◆ **Reading passage**

—————

5. Mr Amunwa then argued that the Judge had further erred by failing to give adequate reasons for his credibility findings. In particular, the Judge had relied upon an assumption at paragraph 34 of the Decision as to when the Appellant had disclosed her mistreatment to her sister.
6. Finally, Mr Amunwa submitted that the Judge had again erred when carrying out the balancing exercise necessary for an assessment of proportionality. He had failed to give sufficient weight to the delay of more than two years by the Respondent in dealing with the Appellant's application for leave to remain.
7. In response, Mr Clarke argued that there had been no such errors of law. The Judge had made it abundantly clear in his Decision that he was aware that he was dealing with a child and therefore a vulnerable person. It was implied that the Judge found the Appellant to be vulnerable. The Judge had recorded in the Decision the Appellant's demeanour at the hearing, and had taken this into account when deciding credibility. The Judge had made a thorough analysis of the evidence and gave a full explanation for his findings. The Judge had not relied upon any assumptions, and had properly carried out the balancing exercise to decide proportionality.
8. I find no error of law in the decision of the Judge which I do not set aside. It is true that the Judge did not make a specific finding as to the vulnerability of the Appellant, but I am satisfied that this is not a material error of law because it is apparent from what the Judge wrote in his Decision that he was fully aware that the Appellant was a child at the date of the hearing and therefore vulnerable, and that the Judge took this factor into account when deciding credibility. The Judge recorded the date of birth of the Appellant in paragraph 1 of the Decision, and at paragraph 4 recorded Mr Amunwa's submission that the Appellant was a vulnerable child and that the Guidance applied to her. The Judge did not decide to the contrary. The Judge demonstrated his concern by enquiring if there was a responsible adult present, and arranged for the hearing to be in camera. At paragraph 5, the Judge referred to the need to treat the Appellant sensitively. Further, at paragraph 28 the Judge again referred to the Appellant's age and stated that she was a child for the purposes of Section 55 Borders, Citizenship and Immigration Act 2009. It was therefore necessary to treat her best interests as a primary consideration. Finally on this subject, at paragraph 33 of the Decision the Judge recorded that the Appellant was at times tearful and distressed when giving evidence. It is apparent from what the Judge wrote there that he took that factor into account when deciding credibility.
9. I find that the Judge in deciding credibility thoroughly analysed the evidence and gave a number of reasons for his decision at paragraphs 34 to 40 inclusive of the Decision. The Judge came to a decision which was open to him on that evidence. Any assumption he may have made as to when the Appellant disclosed her mistreatment to her sister formed only a small and therefore immaterial part of this analysis.
10. Finally I am satisfied that the Judge carried out a proper and thorough analysis of the relevant evidence for the purpose of the balancing exercise necessary to decide proportionality. He explained why he found that the best interests of the Appellant would be served by her returning to Nigeria to live with her mother. The Judge explained his decisions as to what weight was to be attached to the various factors and was entitled to find from that analysis that the public interest carried the most weight. At paragraph 57 of the Decision the Judge dealt with the issue of delay and found that it was not so significant as to outweigh the need to maintain effective immigration control. That was a decision for the Judge. The facts in this case may be distinguished from those in EB (Kosovo) v SSHD [2008] 3WLR 178 and therefore the decision of the Judge was not inconsistent with that case.
Decision
The making of the decision of the First-tier Tribunal did not involve the making of an eror on a point of law.
I do not set aside that decision.
The appeal to the Upper Tribunal is dismissed.
Anonymity
The First-tier Tribunal did not make an order for anonymity. I was not asked to do so and indeed I find no reason to do so.

—————

◆ **Request**
Transcribe the tribunal decision word for word, starting at "The appeal to" and ending at "reason to do so.".

◆ **Given information**
—————

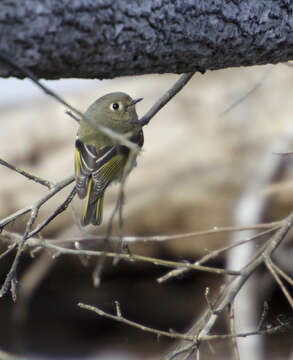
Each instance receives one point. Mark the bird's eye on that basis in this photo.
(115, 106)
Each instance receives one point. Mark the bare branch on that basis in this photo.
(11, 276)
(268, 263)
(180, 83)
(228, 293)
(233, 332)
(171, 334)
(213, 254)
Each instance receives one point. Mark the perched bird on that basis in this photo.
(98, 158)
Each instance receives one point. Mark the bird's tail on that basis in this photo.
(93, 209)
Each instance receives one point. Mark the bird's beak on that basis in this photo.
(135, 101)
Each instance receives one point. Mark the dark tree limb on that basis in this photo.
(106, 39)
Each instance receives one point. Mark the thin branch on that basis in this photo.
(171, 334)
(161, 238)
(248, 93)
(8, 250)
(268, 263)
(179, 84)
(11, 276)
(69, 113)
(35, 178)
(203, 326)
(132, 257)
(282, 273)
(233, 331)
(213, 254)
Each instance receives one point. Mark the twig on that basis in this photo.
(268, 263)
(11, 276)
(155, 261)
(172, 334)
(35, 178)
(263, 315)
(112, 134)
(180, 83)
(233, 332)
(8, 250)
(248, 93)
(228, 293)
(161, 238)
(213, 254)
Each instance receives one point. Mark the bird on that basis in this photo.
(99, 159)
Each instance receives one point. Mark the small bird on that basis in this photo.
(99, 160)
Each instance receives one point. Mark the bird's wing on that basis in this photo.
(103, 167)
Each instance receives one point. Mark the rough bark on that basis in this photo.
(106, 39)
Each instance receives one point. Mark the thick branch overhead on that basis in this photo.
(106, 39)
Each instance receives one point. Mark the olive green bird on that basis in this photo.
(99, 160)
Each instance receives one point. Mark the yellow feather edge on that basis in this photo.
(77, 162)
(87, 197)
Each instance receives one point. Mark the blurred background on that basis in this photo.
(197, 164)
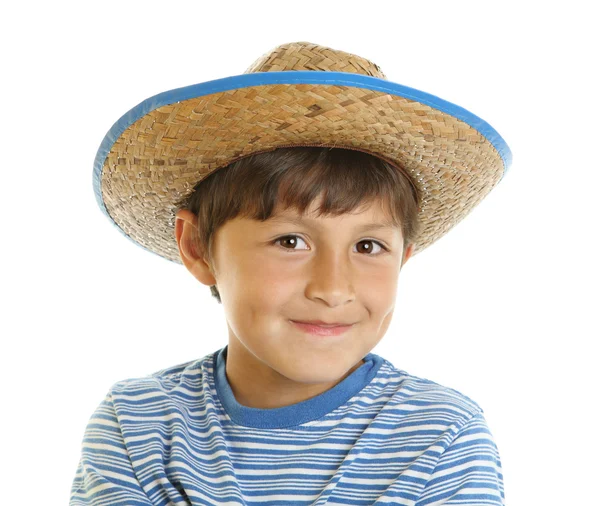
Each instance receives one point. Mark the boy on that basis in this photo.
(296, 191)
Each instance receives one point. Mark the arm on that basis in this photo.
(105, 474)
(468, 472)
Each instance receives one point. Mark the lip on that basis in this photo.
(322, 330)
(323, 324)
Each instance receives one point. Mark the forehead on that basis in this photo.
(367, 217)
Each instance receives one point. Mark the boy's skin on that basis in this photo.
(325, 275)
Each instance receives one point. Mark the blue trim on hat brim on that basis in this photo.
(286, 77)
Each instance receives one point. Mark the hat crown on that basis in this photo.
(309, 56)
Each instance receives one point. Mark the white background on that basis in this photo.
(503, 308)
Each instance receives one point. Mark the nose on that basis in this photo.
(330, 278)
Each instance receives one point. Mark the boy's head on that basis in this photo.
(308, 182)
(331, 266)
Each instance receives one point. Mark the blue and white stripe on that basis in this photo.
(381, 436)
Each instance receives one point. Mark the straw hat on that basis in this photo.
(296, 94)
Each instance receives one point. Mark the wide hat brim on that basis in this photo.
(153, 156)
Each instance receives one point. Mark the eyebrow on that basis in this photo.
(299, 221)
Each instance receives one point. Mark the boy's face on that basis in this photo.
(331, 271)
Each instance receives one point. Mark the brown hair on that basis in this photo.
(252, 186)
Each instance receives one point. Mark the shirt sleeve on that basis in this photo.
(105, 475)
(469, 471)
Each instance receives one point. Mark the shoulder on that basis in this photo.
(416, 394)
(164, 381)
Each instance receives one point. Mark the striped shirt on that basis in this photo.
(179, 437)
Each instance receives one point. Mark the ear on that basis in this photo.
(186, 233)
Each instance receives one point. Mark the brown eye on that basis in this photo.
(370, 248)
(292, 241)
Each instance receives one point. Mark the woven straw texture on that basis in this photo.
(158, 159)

—————

◆ **Output of the task**
The appeal to the Upper Tribunal is dismissed.
Anonymity
The First-tier Tribunal did not make an order for anonymity. I was not asked to do so and indeed I find no reason to do so.